WHAT YOU SHOULD DO:
Pick up the forum thread about a stainless steel cover for a front doorstep and carry it on past its last line.

# Front Doorstep Stainless Steel cover



## darrenkarp (2 Dec 2004)

Hi,

Not certain if this is quite the correct forum to post this question but our new front door hardwood frame needs to be protected against pesky children (and adults!). Can anyone advise where I could buy some form of stainless still sheet which can be used as both a protector for the sill itself and a boot scrape? It would be preferable if this sheet was of standard size and bent to cover the lip of the sill already, but if not then no problem.

Regards
Darren


----------



## Newbie_Neil (2 Dec 2004)

Hi Darren

I would try here: -

http://groups.google.com/groups?hl=en&lr=lang_en&ie=UTF-8&oe=UTF-8&group=uk.d-i-y

Cheers
Neil


----------



## darrenkarp (2 Dec 2004)

Hi Neil,

I followed you link but couldn't see anything that matched my requirements. Are you sure you replied to the right post?

Cheers
Darren


----------



## Noel (2 Dec 2004)

Darren,

Think Neil was suggesting that you post your question at uk.diy. But give it a little time here and I'm sure somebody can help.

Noel


----------



## frank (3 Dec 2004)

darren try a builders merchant if they havent got one they might know a man that has . ask for door sills 

frank


----------



## Newbie_Neil (4 Dec 2004)

Hi Darren

Sorry for not making myself clear.

RECORDS SHOWN:
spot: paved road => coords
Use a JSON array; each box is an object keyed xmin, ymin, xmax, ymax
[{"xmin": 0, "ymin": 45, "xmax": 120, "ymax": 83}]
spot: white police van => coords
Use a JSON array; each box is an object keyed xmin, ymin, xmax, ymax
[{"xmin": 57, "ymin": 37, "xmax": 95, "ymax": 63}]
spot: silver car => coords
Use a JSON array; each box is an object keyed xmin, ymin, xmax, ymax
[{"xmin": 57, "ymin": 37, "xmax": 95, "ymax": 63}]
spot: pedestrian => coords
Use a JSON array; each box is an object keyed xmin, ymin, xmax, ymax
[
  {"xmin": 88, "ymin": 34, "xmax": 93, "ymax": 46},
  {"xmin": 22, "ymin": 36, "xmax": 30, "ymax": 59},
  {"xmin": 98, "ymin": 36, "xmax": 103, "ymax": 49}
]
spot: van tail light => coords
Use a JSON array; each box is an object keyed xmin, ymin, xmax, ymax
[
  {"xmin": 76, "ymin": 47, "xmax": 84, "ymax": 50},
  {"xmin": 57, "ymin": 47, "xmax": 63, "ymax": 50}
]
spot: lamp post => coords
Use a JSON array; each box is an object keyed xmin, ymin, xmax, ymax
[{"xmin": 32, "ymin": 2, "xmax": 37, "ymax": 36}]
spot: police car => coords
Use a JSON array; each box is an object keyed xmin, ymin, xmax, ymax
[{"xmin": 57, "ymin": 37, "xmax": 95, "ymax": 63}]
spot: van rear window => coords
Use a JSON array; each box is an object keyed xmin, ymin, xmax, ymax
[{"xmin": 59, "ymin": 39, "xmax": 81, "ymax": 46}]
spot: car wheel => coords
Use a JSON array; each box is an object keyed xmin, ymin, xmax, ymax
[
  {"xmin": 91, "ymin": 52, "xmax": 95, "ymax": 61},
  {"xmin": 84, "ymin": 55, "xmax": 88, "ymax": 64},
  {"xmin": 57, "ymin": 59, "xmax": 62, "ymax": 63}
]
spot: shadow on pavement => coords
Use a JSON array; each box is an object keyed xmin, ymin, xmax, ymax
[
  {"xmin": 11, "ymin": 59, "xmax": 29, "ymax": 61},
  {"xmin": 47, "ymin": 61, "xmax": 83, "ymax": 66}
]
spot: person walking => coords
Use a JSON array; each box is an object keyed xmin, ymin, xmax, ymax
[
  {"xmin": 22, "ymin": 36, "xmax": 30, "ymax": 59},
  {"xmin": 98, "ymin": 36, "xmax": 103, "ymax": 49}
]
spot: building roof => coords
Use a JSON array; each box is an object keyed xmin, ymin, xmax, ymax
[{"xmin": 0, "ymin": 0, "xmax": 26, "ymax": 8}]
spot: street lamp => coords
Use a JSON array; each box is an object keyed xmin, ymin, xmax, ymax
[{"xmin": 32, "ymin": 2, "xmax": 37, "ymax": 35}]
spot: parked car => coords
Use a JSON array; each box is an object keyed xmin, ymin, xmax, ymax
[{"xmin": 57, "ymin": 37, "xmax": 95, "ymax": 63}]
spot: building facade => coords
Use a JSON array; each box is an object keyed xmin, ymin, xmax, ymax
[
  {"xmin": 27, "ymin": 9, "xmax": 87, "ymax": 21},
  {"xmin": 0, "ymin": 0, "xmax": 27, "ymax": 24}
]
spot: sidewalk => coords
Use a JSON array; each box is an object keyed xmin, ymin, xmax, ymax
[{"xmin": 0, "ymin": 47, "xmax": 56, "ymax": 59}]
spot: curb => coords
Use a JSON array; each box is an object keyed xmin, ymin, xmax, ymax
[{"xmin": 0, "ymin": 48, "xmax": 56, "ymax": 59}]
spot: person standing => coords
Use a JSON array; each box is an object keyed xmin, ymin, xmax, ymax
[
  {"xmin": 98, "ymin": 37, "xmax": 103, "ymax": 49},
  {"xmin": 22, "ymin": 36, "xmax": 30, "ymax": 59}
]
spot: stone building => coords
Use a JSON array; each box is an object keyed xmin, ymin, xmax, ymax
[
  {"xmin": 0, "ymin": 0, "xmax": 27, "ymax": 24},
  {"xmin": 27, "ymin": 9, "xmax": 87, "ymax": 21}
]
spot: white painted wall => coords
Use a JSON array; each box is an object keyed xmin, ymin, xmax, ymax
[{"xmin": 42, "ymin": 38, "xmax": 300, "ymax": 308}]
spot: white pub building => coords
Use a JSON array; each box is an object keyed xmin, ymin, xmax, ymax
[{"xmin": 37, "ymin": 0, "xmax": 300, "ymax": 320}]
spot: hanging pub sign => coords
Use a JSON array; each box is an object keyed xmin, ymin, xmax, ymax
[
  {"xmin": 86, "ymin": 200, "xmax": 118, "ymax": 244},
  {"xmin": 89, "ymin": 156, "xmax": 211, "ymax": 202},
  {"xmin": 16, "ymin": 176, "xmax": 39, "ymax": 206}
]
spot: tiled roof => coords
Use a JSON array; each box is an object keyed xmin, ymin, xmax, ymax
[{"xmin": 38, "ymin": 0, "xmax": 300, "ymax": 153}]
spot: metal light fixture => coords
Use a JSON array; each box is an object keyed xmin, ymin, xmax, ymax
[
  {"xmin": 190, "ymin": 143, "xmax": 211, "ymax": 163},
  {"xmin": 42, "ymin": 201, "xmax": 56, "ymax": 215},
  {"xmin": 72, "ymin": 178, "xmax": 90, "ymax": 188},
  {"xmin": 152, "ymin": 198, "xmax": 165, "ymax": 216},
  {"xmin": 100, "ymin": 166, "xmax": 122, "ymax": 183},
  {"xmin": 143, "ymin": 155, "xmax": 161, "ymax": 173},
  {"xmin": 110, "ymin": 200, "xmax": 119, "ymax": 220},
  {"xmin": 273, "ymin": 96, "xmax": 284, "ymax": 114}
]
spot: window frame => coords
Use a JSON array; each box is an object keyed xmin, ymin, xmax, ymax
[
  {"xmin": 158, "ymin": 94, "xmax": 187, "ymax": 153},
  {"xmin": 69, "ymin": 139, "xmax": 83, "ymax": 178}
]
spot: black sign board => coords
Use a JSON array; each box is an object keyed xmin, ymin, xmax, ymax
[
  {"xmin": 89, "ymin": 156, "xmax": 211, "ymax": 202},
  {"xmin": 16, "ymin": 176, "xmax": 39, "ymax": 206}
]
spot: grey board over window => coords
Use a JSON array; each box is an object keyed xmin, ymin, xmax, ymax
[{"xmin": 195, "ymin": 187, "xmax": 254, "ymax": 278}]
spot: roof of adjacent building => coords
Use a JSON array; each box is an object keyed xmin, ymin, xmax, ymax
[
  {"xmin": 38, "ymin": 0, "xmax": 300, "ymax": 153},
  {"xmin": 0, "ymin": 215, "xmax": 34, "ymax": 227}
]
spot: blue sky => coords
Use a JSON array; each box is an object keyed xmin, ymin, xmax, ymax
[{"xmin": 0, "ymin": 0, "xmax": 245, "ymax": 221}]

...

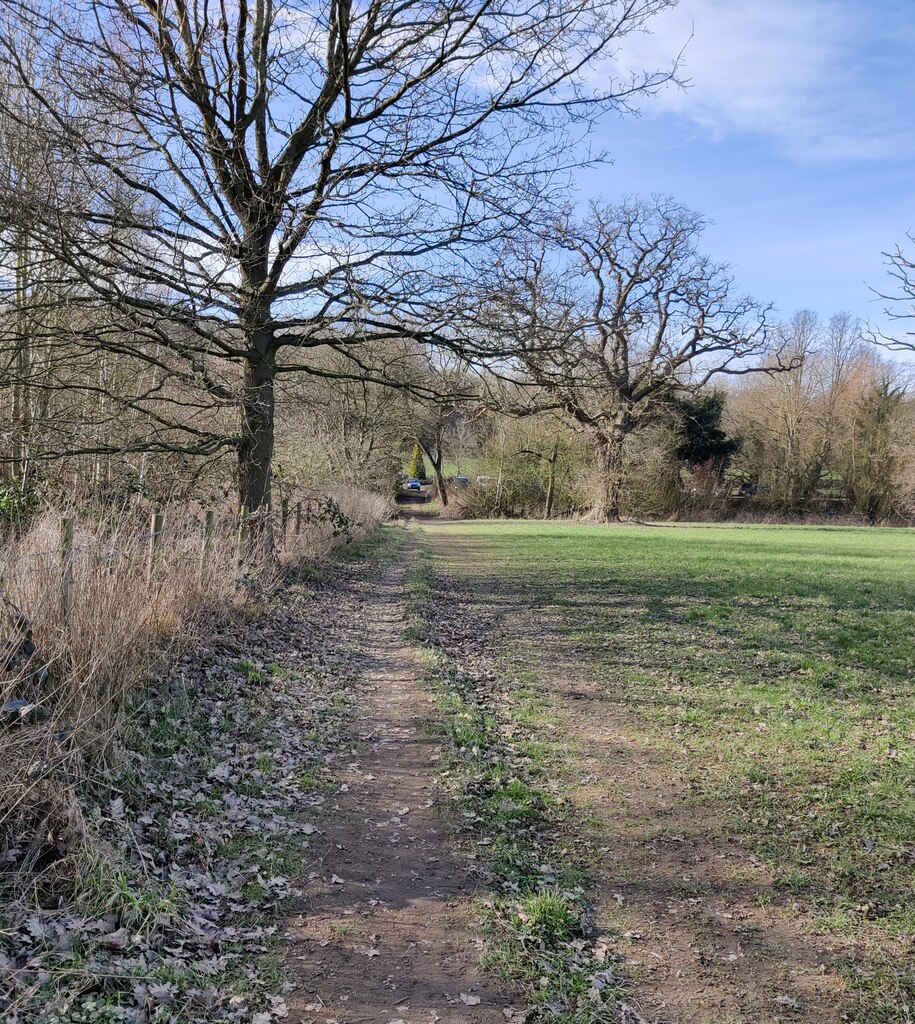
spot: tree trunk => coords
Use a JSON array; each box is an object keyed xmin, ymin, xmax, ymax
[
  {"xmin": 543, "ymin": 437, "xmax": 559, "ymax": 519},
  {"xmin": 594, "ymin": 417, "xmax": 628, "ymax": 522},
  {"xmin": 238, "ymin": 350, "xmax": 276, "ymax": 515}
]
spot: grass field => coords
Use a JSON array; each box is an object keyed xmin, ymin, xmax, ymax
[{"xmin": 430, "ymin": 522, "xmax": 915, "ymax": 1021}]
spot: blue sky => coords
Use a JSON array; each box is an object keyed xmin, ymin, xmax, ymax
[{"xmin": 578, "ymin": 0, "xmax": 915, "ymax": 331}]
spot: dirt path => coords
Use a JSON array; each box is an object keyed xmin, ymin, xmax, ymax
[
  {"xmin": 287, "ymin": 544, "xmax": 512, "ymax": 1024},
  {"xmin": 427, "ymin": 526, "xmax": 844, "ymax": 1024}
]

THE OUTPUT:
Noel was right, in that I was suggesting that you might get a quicker result by posting your question on the diy forum.

I have found it to be excellent.

Cheers
Neil


----------



## Alf (4 Dec 2004)

Metal fabricators; at least I think that's what they're called.

Cheers, Alf


----------



## Anonymous (4 Dec 2004)

Probably not relevant but I'll suggest it anyway.

Land Rover vehicles have a type of stainless steel plate that is put on the tread sills of the vehicles. I honestly don't know what it is called, it has a diagonal pattern on it and could possibly be suitable. I guess Land Rover accessories places might stock it.

Andrew


----------



## jasonB (4 Dec 2004)

Its called checker plate and the ones on landrovers are alloy.

Any metal fabricator with a break press should be able to bend up a bit of stainless sheet to whatever profile you require. I have seen ribbed aluminium door step covers in several ironmongers.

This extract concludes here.